_DATASET CONTENT_.
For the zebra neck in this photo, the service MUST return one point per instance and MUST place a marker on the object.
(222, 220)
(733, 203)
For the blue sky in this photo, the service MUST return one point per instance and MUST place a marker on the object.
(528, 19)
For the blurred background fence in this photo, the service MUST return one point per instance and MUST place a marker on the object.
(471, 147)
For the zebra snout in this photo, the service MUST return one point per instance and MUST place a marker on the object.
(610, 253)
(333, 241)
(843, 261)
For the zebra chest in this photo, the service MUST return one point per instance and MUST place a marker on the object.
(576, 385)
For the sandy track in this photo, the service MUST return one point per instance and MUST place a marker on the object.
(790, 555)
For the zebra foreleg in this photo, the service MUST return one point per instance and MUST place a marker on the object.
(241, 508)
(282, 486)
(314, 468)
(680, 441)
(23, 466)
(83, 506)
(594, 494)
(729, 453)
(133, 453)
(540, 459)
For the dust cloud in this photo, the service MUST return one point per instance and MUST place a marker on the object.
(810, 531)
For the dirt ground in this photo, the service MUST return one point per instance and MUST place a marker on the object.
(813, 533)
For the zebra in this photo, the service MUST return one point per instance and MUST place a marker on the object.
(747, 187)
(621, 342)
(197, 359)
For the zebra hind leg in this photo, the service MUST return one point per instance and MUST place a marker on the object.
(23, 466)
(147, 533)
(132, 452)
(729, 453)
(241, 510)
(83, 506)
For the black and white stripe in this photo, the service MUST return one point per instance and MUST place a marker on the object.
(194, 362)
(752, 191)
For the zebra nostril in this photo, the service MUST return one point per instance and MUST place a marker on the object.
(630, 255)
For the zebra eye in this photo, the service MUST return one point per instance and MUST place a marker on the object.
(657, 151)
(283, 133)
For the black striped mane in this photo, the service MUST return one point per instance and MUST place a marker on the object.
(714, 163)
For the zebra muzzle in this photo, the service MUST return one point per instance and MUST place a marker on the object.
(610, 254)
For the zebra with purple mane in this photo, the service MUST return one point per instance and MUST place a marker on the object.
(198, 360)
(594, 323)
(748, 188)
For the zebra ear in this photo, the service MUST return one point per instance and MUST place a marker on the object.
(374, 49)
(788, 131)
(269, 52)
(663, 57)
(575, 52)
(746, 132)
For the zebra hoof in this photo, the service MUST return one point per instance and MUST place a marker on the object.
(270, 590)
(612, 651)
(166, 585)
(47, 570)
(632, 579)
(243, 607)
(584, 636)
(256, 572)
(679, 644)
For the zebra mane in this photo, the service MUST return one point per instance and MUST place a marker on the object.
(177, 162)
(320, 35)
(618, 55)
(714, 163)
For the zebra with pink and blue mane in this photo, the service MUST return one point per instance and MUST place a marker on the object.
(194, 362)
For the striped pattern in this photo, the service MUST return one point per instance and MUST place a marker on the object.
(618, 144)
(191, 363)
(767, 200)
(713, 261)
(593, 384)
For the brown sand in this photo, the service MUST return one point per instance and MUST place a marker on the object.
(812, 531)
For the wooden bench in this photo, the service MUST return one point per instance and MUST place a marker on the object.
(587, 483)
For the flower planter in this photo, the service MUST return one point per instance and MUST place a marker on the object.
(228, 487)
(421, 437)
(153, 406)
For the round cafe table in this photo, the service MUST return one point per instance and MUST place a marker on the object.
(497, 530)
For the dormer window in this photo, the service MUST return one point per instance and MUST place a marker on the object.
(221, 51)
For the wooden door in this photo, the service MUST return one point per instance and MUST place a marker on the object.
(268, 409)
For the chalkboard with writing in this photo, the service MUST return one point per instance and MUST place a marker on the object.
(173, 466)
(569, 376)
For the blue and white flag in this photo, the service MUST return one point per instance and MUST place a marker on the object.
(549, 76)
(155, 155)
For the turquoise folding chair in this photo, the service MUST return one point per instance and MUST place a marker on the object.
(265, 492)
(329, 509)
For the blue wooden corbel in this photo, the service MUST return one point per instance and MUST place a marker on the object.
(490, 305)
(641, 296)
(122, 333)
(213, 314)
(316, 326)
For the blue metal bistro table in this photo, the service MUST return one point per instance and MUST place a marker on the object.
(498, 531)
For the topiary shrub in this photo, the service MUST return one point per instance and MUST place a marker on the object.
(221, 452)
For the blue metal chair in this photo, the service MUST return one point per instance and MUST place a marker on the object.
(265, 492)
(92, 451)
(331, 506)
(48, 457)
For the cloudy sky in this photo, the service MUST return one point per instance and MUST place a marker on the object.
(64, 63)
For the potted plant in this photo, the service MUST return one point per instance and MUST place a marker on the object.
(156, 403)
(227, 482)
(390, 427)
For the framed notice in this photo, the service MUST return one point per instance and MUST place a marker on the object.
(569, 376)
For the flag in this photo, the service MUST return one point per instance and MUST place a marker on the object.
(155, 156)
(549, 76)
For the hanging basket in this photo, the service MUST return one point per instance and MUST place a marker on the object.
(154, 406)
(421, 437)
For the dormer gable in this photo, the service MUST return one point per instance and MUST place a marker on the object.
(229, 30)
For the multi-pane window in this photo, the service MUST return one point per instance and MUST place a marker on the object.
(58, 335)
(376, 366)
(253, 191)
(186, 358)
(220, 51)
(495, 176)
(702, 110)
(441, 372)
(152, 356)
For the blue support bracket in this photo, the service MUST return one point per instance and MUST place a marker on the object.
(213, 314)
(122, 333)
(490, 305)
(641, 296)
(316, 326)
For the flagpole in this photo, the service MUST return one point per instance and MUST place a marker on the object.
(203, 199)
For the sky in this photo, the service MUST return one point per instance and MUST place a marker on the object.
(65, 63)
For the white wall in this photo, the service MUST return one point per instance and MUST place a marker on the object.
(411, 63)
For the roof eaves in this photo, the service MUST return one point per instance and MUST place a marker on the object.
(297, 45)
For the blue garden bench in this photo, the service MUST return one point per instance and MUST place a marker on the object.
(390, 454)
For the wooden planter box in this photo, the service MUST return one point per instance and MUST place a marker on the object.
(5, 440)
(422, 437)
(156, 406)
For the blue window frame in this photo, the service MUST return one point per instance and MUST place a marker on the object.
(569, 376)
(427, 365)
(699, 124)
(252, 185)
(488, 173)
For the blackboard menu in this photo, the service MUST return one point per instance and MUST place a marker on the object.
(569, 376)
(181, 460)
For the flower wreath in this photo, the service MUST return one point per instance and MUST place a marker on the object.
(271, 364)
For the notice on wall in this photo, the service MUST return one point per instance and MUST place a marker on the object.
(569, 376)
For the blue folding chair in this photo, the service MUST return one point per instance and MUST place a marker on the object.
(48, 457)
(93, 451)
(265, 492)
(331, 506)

_EXERCISE_.
Copy out every line of the material above word for word, leaving nothing out or changed.

_EXERCISE ANSWER_.
For the zebra neck in this photo, the service MUST return one point per instance and MUST place a marker on the object.
(222, 220)
(733, 203)
For the blue sky in this photo, the service MUST return one point per instance and MUST place a marker on the object.
(528, 19)
For the blurred background fence in this photo, the service MUST return one point per instance and MUST place a marker on the object.
(471, 147)
For the zebra snout in this photo, the service MUST return one point per instance and MUST place a marker on the object.
(610, 253)
(333, 241)
(843, 261)
For the zebra chest in this photo, the service MUST return one point per instance and MUST place a marker on the object.
(576, 385)
For the sandy track in this photo, the service MUST return one point per instance and MUST place a marker on the object.
(790, 555)
For the zebra foreleg in this photo, the service MUST return one point per instance and MUST place a marker on the object.
(241, 508)
(282, 486)
(314, 468)
(680, 441)
(23, 466)
(83, 506)
(594, 494)
(729, 453)
(133, 453)
(540, 459)
For the dust cloud in this photo, the service MUST return one point per instance and MUST place a marker on the object.
(810, 531)
For the dirt ground in this photo, the service MUST return one point per instance and MUST place a marker on the object.
(813, 533)
For the zebra in this photo, the service MUST return one point per instance and MUST place a marker on the object.
(747, 187)
(621, 342)
(197, 359)
For the zebra hind leg in this photo, the service MUST return one point per instance and MUST place a marker on the object.
(23, 466)
(147, 533)
(132, 452)
(729, 453)
(241, 510)
(83, 506)
For the black and white stripe in this photo, the service MUST return one point per instance and MUST place a marker on the object.
(194, 362)
(752, 191)
For the zebra nostril in this photo, the service MUST return one point per instance and MUST place a marker on the object.
(630, 255)
For the zebra eye in this photo, the service MUST return one point per instance and MUST place a marker on the object.
(657, 151)
(283, 133)
For the black striped mane in this photo, the service MUST return one point per instance and MUST place a marker on the object.
(714, 163)
For the zebra muzzle in this photo, the service MUST return one point per instance and MUST place a marker on the object.
(610, 254)
For the zebra with purple mane in this photo, the service MUST return one point per instance and MUST place a marker on the object.
(198, 360)
(594, 323)
(748, 188)
For the zebra ear in this photo, the service MUST return one point per instance and MUST place a marker on the object.
(374, 49)
(788, 131)
(269, 52)
(663, 57)
(575, 52)
(746, 132)
For the zebra hoof in this photo, the service MUST return one point per instance and MUST place a marker on the object.
(270, 590)
(612, 651)
(166, 585)
(47, 570)
(632, 579)
(243, 607)
(584, 636)
(256, 572)
(679, 644)
For the zebra mane in this photo, the service MUST return one point per instance and MUST place a marker on the object.
(177, 162)
(320, 35)
(618, 55)
(714, 163)
For the zebra with pink and blue mane in this photo, the service MUST return one point per instance and MUST place a marker on the object.
(194, 362)
For the striped pattern in this photo, the service MUST return one point per instance and MUST place a marker on the object.
(618, 144)
(191, 363)
(767, 200)
(713, 261)
(593, 384)
For the brown sand in this photo, the service MUST return one point per instance and MUST place a marker on the object.
(812, 531)
For the wooden bench in this photo, the service MUST return one point per instance and MUST place a marker on the object.
(587, 483)
For the flower planter in this photo, the service MUST return one point per instance and MUST place a marker on the object.
(228, 487)
(421, 437)
(153, 406)
For the round cafe table in this photo, the service MUST return one point per instance and MUST place a marker on the object.
(497, 530)
For the dormer window in this photo, the service MUST return one point per instance and MUST place a marker on the object.
(221, 51)
For the wooden door in this photo, the service MUST return one point per instance and MUST place a marker on the object.
(268, 409)
For the chalkboard with writing in this photo, the service MUST return one point per instance and MUST place a marker on the object.
(173, 466)
(569, 376)
For the blue and white flag in this photo, the service MUST return one point per instance and MUST place a marker on the object.
(549, 76)
(155, 155)
For the turquoise folding chair in this photo, the service MUST return one point per instance and MUST place a marker on the object.
(265, 492)
(329, 509)
For the blue wooden corbel in this photo, the service MUST return one point per instance and MUST place a marker on the object.
(490, 305)
(641, 296)
(122, 333)
(213, 314)
(316, 326)
For the blue metal bistro table in this photo, the service MUST return one point per instance and MUST place a marker on the object.
(498, 531)
For the topiary shrub in this photo, the service MUST return one point per instance and MUST place a marker on the object.
(221, 452)
For the blue metal chair in this photo, the service MUST return one point per instance and MUST place a marker on the object.
(265, 492)
(92, 451)
(331, 506)
(48, 457)
For the cloudy sky in this photo, the service MUST return one point per instance and MUST place a marker on the object.
(64, 63)
For the potted plant in this photo, the service MUST return one point per instance and MUST place a marker on the object.
(156, 403)
(227, 482)
(390, 427)
For the framed notice in this photo, the service MUST return one point per instance and MUST place a marker on the object.
(569, 376)
For the flag in this photo, the service MUST return one point per instance and MUST place a marker on the object.
(155, 156)
(549, 76)
For the hanging basket in this photo, the service MUST return one point per instance and MUST place a marker on the object.
(154, 406)
(421, 437)
For the dormer gable in this photo, the service MUST return one point per instance and MUST place a marker on the object.
(229, 30)
For the multi-pane window in this photo, the service MUST return one point per instance and MUST place a marker on the object.
(58, 335)
(376, 366)
(253, 191)
(186, 358)
(220, 51)
(495, 176)
(702, 110)
(441, 372)
(152, 356)
For the blue support bracket in this photo, the service MUST return one point per instance and MUST place a marker on the object.
(213, 314)
(122, 333)
(490, 305)
(641, 296)
(316, 326)
For the flagpole in this photo, the service MUST return one point per instance and MUST place a marker on the object.
(203, 199)
For the sky in this photo, the service MUST return one point per instance and MUST place a marker on the object.
(65, 63)
For the white wall in this photo, the service MUST return one point per instance and MUST place a marker on the object.
(411, 63)
For the roof eaves in this photo, the service MUST return one point per instance and MUST place a marker on the object.
(297, 45)
For the blue garden bench in this photo, the service MUST return one point per instance and MUST place a marker on the object.
(390, 454)
For the wooden planter box in this photo, the service MUST return one point per instance and MUST place a marker on the object.
(5, 440)
(422, 437)
(156, 406)
For the blue window frame in this photo, the service MUST return one point per instance and MUST place a marker on the object.
(569, 376)
(427, 365)
(699, 124)
(252, 185)
(488, 173)
For the blackboard menu in this photo, the service MUST return one point per instance and MUST place a marker on the object.
(569, 376)
(181, 460)
For the flower wreath in this photo, the service MUST return one point per instance and MUST place a marker on the object.
(271, 364)
For the notice on wall in this photo, the service MUST return one point per instance and MUST place a marker on the object.
(569, 376)
For the blue folding chair in this photo, the service MUST return one point per instance and MUST place a marker on the object.
(48, 457)
(93, 451)
(265, 492)
(331, 506)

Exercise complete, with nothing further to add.